"Folha de S. Paulo", 29 de setembro de 1974

A bomba do Cardeal Eugênio Salles

O Cardeal-Arcebispo do Rio de Janeiro é, por imprescritível imperativo da dignidade e do cargo, um defensor da Igreja militante. Cabe-lhe de direito um lugar proeminente, tanto na direção da batalha, como na primeira fila dos combatentes. Assim, tudo faria esperar que S. Emcia. o Cardeal D. Eugênio Salles se destacasse pela energia da repulsa à recente investida divorcista. Dele deveria vir a palavra de estímulo fogosa e empolgante que atraísse os fiéis para o bom combate. Dele deveriam seus diocesanos receber o ensinamento límpido que desfizesse a confusão manhosa espalhada pelo adversário.

++++++++++++++++++++

__Tarefas__.
1. Edite o trecho do artigo sobre o Cardeal Eugênio Salles que vai de "A bomba do Cardeal" até "espalhada pelo adversário.", trocando "batalha" por "luta".
2. Responda às perguntas abaixo com base no artigo sobre o Cardeal Eugênio Salles.
(a) Em que jornal e em que data o artigo foi publicado?
(b) Que cargo o artigo atribui a Eugênio Salles?
(c) Contra que investida se esperava que o cardeal se destacasse pela energia da repulsa?

++++++++++++++++++++

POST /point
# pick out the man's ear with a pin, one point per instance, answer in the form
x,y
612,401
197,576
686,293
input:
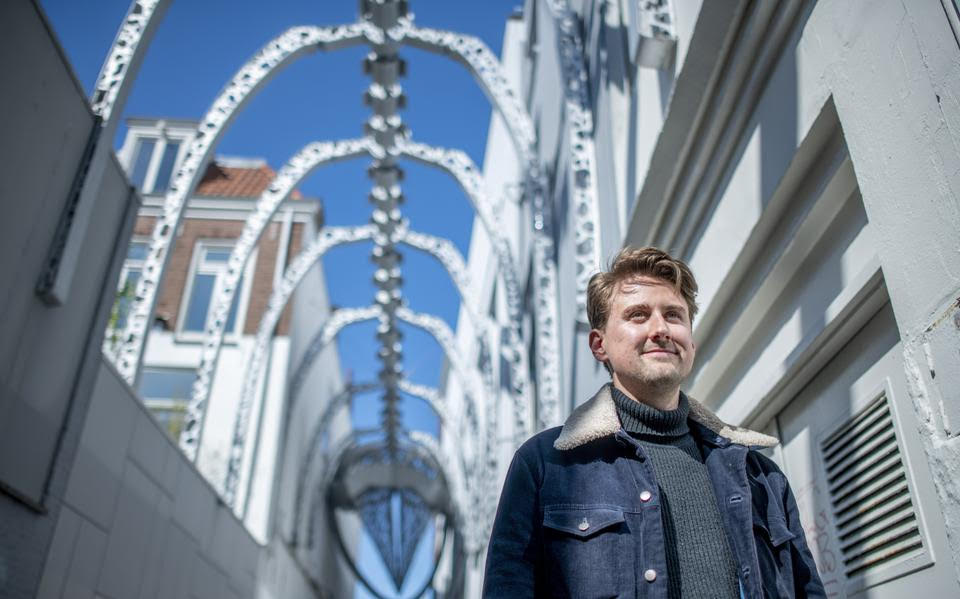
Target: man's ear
x,y
596,345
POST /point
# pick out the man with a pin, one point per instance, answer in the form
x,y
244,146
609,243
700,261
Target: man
x,y
643,492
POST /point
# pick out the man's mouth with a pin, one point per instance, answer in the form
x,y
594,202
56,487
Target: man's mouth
x,y
661,351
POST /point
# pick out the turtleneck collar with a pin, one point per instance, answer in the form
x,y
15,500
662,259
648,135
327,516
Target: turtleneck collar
x,y
639,418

++++++++++++++++++++

__Respostas__.
1.
A bomba do Cardeal Eugênio Salles

O Cardeal-Arcebispo do Rio de Janeiro é, por imprescritível imperativo da dignidade e do cargo, um defensor da Igreja militante. Cabe-lhe de direito um lugar proeminente, tanto na direção da luta, como na primeira fila dos combatentes. Assim, tudo faria esperar que S. Emcia. o Cardeal D. Eugênio Salles se destacasse pela energia da repulsa à recente investida divorcista. Dele deveria vir a palavra de estímulo fogosa e empolgante que atraísse os fiéis para o bom combate. Dele deveriam seus diocesanos receber o ensinamento límpido que desfizesse a confusão manhosa espalhada pelo adversário.

2.
(a) Na "Folha de S. Paulo", em 29 de setembro de 1974.
(b) Cardeal-Arcebispo do Rio de Janeiro.
(c) Contra a recente investida divorcista.